▸ **REQUEST**
Print the material below word for word, without changing anything.

## Begin

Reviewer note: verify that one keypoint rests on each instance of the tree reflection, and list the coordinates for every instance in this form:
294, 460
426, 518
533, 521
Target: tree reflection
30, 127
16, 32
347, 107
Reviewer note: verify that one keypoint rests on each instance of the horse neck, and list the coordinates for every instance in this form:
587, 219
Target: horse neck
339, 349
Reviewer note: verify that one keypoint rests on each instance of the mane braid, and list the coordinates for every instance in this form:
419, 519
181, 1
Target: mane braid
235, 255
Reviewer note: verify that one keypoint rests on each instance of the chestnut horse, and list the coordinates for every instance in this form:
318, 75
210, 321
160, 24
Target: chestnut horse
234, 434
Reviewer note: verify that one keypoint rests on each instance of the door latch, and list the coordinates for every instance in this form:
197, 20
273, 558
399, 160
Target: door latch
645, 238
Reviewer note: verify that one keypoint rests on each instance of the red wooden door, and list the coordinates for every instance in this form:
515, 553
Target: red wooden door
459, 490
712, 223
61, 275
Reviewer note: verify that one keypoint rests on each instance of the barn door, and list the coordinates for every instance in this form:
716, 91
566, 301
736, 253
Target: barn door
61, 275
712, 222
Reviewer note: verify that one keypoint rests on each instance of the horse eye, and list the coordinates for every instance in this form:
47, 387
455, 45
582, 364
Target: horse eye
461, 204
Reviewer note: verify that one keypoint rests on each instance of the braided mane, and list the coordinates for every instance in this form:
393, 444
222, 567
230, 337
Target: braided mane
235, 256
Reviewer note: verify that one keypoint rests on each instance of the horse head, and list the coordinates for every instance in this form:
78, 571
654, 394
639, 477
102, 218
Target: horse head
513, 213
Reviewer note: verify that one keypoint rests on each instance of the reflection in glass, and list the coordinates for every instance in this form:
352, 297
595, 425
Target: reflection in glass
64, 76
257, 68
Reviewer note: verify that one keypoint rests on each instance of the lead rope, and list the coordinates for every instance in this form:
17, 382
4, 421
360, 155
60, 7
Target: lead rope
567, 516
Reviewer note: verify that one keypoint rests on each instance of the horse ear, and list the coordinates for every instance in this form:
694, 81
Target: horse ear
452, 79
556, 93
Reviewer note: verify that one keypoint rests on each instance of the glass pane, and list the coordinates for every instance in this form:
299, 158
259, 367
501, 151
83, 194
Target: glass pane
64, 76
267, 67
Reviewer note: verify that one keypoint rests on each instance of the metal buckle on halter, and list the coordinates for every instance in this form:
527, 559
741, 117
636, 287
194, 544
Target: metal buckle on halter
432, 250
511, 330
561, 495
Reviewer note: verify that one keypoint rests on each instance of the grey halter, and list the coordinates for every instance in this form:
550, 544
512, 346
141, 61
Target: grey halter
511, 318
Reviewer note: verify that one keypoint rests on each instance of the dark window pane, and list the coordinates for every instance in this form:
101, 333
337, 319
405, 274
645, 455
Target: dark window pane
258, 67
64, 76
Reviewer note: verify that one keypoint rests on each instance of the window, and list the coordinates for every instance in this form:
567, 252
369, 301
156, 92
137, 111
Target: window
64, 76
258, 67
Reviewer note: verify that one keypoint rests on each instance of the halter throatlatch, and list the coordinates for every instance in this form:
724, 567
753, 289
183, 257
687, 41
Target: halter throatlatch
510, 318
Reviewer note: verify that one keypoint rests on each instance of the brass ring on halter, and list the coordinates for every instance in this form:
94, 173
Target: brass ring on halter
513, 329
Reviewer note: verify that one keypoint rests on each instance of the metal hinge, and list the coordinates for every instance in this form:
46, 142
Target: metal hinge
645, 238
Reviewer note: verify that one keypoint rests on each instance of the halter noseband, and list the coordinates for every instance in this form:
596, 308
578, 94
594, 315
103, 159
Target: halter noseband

## End

▸ **REPLY**
Reviewer note: verify that one keypoint rests on each instance of the tree reflection, and list the coordinates for every instance in this form:
294, 460
426, 518
533, 521
Target: tree reflection
30, 127
16, 32
347, 107
Reviewer note: verify that one keypoint rests on each instance of the horse neck, and list the coordinates for every instance in this form:
587, 219
Target: horse neck
339, 349
Reviewer note: verify that one keypoint rests on each instance of the mane braid, and list the coordinates for every instance in this form:
419, 519
181, 1
Target: mane braid
235, 255
Reviewer note: verify that one keypoint rests on each instance of the chestnut horse, and list the coordinates for every instance in this form:
318, 75
210, 321
160, 24
Target: chestnut horse
234, 434
Reviewer note: verify that one keypoint rests on each instance of the door latch, and list the coordinates for every instance in this form:
197, 20
273, 558
399, 160
Target: door latch
645, 238
Reviewer note: verify that one keypoint rests on each instance of the red wooden door, and list the coordinates for every instance in this form:
515, 553
Target: red wooden door
459, 490
712, 223
61, 275
Reviewer note: verify that one keypoint rests on each instance of the barn door, and list the coordinates for every instance in this form:
716, 91
566, 301
736, 253
Target: barn door
61, 275
712, 222
Reviewer note: verify that one keypoint rests on each instance of the horse eye, and list the coordinates for every instance in this form:
47, 387
455, 45
582, 364
Target: horse eye
461, 204
Reviewer note: verify that one keypoint rests on each instance of the braided mane, and list the coordinates for every instance in this form:
393, 444
222, 567
230, 337
Target: braided mane
235, 256
Reviewer note: verify that one keypoint rests on each instance of the horse head, and list the coordinates for every instance in this form:
78, 571
654, 394
639, 477
102, 218
Target: horse head
513, 213
Reviewer note: verify that one keypoint rests on each instance of the reflection in glass, and list the coordinates for every instance in this form:
352, 297
595, 425
Target: reflection in glass
64, 76
257, 68
Reviewer note: verify that one keypoint rests on each instance of the lead rope, and list the coordinates for every instance in this form:
17, 382
4, 421
360, 155
60, 7
Target: lead rope
567, 516
Reviewer note: verify that one keypoint rests on each instance of the horse ear, and list the coordinates for every instance in this form:
694, 81
Target: horse ear
452, 79
556, 93
Reviewer note: verify that one keypoint rests on each instance of the glass pane, and list the coordinates for every instance in this form:
299, 158
259, 367
501, 151
83, 194
Target: glass pane
64, 76
267, 67
Reviewer note: verify that one keypoint rests on each instance of the metal buckle on halter, and list the coordinates for every instance in this form:
527, 559
741, 117
636, 287
194, 544
Target: metal buckle on halter
432, 250
511, 330
561, 495
Reviewer note: verify that one keypoint rests on each instance of the grey halter, and list the coordinates for every instance in this form:
550, 544
512, 346
141, 61
Target: grey halter
511, 318
Reviewer note: verify that one keypoint rests on each instance of the dark window pane, and list the coordinates for every instance in this form:
101, 333
337, 319
405, 274
645, 455
Target: dark window pane
258, 67
64, 76
Reviewer note: verify that one keypoint rests on each instance of the window, and list the coordinates for every instance in this form:
567, 252
369, 301
156, 92
137, 111
Target: window
64, 76
258, 67
Reviewer note: verify that one keypoint rests on each instance of the halter throatlatch, and list the coordinates for every instance in this form:
724, 567
753, 289
183, 257
687, 41
Target: halter throatlatch
510, 318
Reviewer note: verify that one keypoint rests on each instance of the brass ring on halter, and list the coordinates for every instance in this form:
94, 173
Target: brass ring on halter
513, 329
Reviewer note: verify that one keypoint rests on each instance of the metal hinge, and list the coordinates for every instance in this form:
46, 142
Target: metal hinge
645, 238
Reviewer note: verify that one keypoint rests on each instance of the halter noseband, and list the coordinates for every instance in this form:
596, 308
578, 94
594, 315
103, 159
Target: halter noseband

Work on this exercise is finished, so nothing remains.